The entries are to be output once more, word for word.

=== Section Start ===

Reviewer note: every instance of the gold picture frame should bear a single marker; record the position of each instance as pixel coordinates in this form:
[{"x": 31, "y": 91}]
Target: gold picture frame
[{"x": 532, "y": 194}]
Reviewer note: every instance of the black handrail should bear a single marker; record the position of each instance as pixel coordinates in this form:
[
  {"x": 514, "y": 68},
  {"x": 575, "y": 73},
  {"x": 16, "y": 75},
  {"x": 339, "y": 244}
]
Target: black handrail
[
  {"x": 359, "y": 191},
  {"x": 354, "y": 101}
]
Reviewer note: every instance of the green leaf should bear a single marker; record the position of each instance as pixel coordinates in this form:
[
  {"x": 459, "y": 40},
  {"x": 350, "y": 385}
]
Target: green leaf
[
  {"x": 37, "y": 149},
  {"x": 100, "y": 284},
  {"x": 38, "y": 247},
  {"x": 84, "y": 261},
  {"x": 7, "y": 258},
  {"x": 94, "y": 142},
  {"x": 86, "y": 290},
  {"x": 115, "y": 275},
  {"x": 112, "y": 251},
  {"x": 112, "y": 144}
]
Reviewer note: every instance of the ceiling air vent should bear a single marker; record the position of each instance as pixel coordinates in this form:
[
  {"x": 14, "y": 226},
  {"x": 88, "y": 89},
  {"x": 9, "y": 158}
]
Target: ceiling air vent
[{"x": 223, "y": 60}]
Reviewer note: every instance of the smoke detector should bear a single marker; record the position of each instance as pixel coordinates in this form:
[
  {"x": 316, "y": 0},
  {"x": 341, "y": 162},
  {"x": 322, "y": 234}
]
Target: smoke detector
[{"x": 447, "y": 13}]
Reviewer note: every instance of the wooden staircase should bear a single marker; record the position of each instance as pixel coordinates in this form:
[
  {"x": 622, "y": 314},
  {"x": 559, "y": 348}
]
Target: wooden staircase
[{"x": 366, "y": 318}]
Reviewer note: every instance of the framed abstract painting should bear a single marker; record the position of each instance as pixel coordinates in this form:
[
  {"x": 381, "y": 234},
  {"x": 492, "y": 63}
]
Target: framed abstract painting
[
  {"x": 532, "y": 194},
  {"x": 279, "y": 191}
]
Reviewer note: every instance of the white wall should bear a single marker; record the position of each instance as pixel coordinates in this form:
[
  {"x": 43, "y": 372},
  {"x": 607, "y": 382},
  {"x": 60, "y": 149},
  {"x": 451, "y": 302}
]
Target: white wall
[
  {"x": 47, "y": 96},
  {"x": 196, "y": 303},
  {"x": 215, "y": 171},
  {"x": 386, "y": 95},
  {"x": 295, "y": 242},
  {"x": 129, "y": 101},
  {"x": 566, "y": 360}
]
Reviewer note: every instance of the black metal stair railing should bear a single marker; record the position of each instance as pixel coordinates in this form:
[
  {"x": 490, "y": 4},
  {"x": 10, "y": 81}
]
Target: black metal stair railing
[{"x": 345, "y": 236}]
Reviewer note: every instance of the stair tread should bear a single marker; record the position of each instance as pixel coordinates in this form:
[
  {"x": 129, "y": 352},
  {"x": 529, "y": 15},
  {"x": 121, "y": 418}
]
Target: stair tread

=== Section End ===

Finished exercise =
Reviewer note: every instance of the gold picture frame should bear a single marker; record the position of each instance as pixel coordinates in this form:
[{"x": 31, "y": 91}]
Target: gold picture frame
[{"x": 532, "y": 194}]
Reviewer note: every instance of the black handrail should bear a single marker; record the position of each instance as pixel coordinates in this form:
[
  {"x": 514, "y": 68},
  {"x": 575, "y": 73},
  {"x": 16, "y": 75},
  {"x": 339, "y": 244}
]
Target: black handrail
[
  {"x": 359, "y": 191},
  {"x": 354, "y": 101}
]
Reviewer note: every instance of the green leaf should bear a single marker; record the position of each instance as pixel coordinates in this form:
[
  {"x": 459, "y": 40},
  {"x": 350, "y": 385}
]
Target: green leaf
[
  {"x": 37, "y": 149},
  {"x": 100, "y": 284},
  {"x": 38, "y": 247},
  {"x": 84, "y": 261},
  {"x": 7, "y": 258},
  {"x": 94, "y": 142},
  {"x": 86, "y": 290},
  {"x": 115, "y": 275},
  {"x": 112, "y": 251},
  {"x": 112, "y": 144}
]
Reviewer note: every instance of the ceiling air vent should bear a single marker; record the position of each instance as pixel coordinates in this form:
[
  {"x": 14, "y": 226},
  {"x": 88, "y": 89},
  {"x": 9, "y": 158}
]
Target: ceiling air vent
[{"x": 223, "y": 60}]
Reviewer note: every instance of the smoke detector should bear a single marker; record the position of each instance as pixel coordinates in this form:
[
  {"x": 316, "y": 0},
  {"x": 341, "y": 162},
  {"x": 322, "y": 234}
]
Target: smoke detector
[{"x": 447, "y": 13}]
Reviewer note: every instance of the wooden staircase should bear a single marker; record the position of each instance as pixel coordinates in this form:
[
  {"x": 622, "y": 314},
  {"x": 559, "y": 348}
]
Target: wooden staircase
[{"x": 366, "y": 318}]
Reviewer note: every instance of the framed abstract painting should bear a single marker; record the position of each instance as pixel coordinates in this form:
[
  {"x": 381, "y": 234},
  {"x": 492, "y": 63}
]
Target: framed abstract painting
[
  {"x": 532, "y": 194},
  {"x": 279, "y": 191}
]
Reviewer note: every instance of the white wall should bear a single marker; record the position of each instance as pixel coordinates in this form:
[
  {"x": 43, "y": 372},
  {"x": 607, "y": 382},
  {"x": 60, "y": 149},
  {"x": 451, "y": 302}
]
Target: white wall
[
  {"x": 47, "y": 96},
  {"x": 196, "y": 303},
  {"x": 215, "y": 171},
  {"x": 386, "y": 95},
  {"x": 295, "y": 242},
  {"x": 129, "y": 101},
  {"x": 566, "y": 360}
]
Reviewer note: every instance of the black metal stair railing should bear a single marker; record the position of each instance as pixel coordinates in this form:
[
  {"x": 490, "y": 4},
  {"x": 10, "y": 81}
]
Target: black metal stair railing
[{"x": 345, "y": 236}]
Reviewer note: every instance of the stair tread should bear a single marker; record the position of each instance as pixel coordinates in this form:
[
  {"x": 129, "y": 352},
  {"x": 529, "y": 15},
  {"x": 121, "y": 418}
]
Target: stair tread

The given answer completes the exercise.